### Required action
Reproduce the full article below about a study of how horse enthusiasts read Olympic equestrian photos, keeping every word and line unchanged.

The Horse World Is Looking at Photos Differently Now: A New Study Shows Why That Matters

Photo by Haley Boothe / Impulsion Media.

We all know the photo.

Maybe it’s the big, breath-stealing one: a horse galloping over something enormous and solid, knees tucked, ears pricked, rider folded neatly above. Maybe it’s the dressage shot: grace and polish and an Olympic backdrop. Maybe it’s the one after the finish, when the rider drops the reins, throws their arms around the horse’s neck, and the emotion is palpable.

For years, equestrian sport has leaned hard on those pictures to tell the story: a true glimpse at “moments in time” showing the athleticism, the elegance, the scale, the partnership involved with our sports.

But a new study suggests horse people are no longer just asking whether an image is beautiful — they are asking whether or not the horse looks okay. Healthy. Happy. Unafraid. Treated well.

The study, “Framing Welfare: How Enthusiasts Read Partnership and Positive Practice in Olympic Equestrian Images,” took a closer look at how horse enthusiasts interpret photographs from the Paris 2024 Olympic equestrian events. An accredited photographer captured over 4,700 images across dressage, show jumping, eventing, training sessions, and behind-the-scenes areas at Versailles. From those, researchers used a structured selection and review process to choose 30 images for an online survey. 514 respondents ranked the images, chose favorites, and explained what made an image feel positive — or not.

The biggest takeaway is simple, but important: respondents were not looking at Olympic equestrian photos as neutral sports photography. They were reading them as ethical evidence. A photo was not just a photo. It was a statement about the horse’s comfort, the rider’s fairness, the sport’s priorities, and — whether we like it or not — how all of this looks to the outside world.

The images that landed best were not necessarily the most technically dramatic; they were the ones that showed what the study describes as horse-first partnership: visible praise, care, empathy, gratitude, and a sense that the horse was being treated as a partner rather than a means to an end with legs.

Frida Andersen and Box Leo compete at the Paris Olympics in 2024. Photo by Tilly Berendt.

### Material supplied
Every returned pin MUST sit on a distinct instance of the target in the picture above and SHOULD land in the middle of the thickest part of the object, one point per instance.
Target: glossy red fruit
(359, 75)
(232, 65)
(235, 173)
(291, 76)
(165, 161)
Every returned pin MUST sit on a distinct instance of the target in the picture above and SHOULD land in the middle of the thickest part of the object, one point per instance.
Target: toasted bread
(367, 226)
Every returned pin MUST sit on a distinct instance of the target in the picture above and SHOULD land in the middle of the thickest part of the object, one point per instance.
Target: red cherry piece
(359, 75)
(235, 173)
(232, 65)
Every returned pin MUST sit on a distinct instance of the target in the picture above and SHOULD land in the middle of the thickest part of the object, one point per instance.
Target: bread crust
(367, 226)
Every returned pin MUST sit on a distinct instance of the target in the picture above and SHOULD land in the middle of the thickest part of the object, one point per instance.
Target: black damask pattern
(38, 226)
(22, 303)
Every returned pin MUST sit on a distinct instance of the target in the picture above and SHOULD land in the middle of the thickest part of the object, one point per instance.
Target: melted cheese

### Answer below
The Horse World Is Looking at Photos Differently Now: A New Study Shows Why That Matters

Photo by Haley Boothe / Impulsion Media.

We all know the photo.

Maybe it’s the big, breath-stealing one: a horse galloping over something enormous and solid, knees tucked, ears pricked, rider folded neatly above. Maybe it’s the dressage shot: grace and polish and an Olympic backdrop. Maybe it’s the one after the finish, when the rider drops the reins, throws their arms around the horse’s neck, and the emotion is palpable.

For years, equestrian sport has leaned hard on those pictures to tell the story: a true glimpse at “moments in time” showing the athleticism, the elegance, the scale, the partnership involved with our sports.

But a new study suggests horse people are no longer just asking whether an image is beautiful — they are asking whether or not the horse looks okay. Healthy. Happy. Unafraid. Treated well.

The study, “Framing Welfare: How Enthusiasts Read Partnership and Positive Practice in Olympic Equestrian Images,” took a closer look at how horse enthusiasts interpret photographs from the Paris 2024 Olympic equestrian events. An accredited photographer captured over 4,700 images across dressage, show jumping, eventing, training sessions, and behind-the-scenes areas at Versailles. From those, researchers used a structured selection and review process to choose 30 images for an online survey. 514 respondents ranked the images, chose favorites, and explained what made an image feel positive — or not.

The biggest takeaway is simple, but important: respondents were not looking at Olympic equestrian photos as neutral sports photography. They were reading them as ethical evidence. A photo was not just a photo. It was a statement about the horse’s comfort, the rider’s fairness, the sport’s priorities, and — whether we like it or not — how all of this looks to the outside world.

The images that landed best were not necessarily the most technically dramatic; they were the ones that showed what the study describes as horse-first partnership: visible praise, care, empathy, gratitude, and a sense that the horse was being treated as a partner rather than a means to an end with legs.

Frida Andersen and Box Leo compete at the Paris Olympics in 2024. Photo by Tilly Berendt.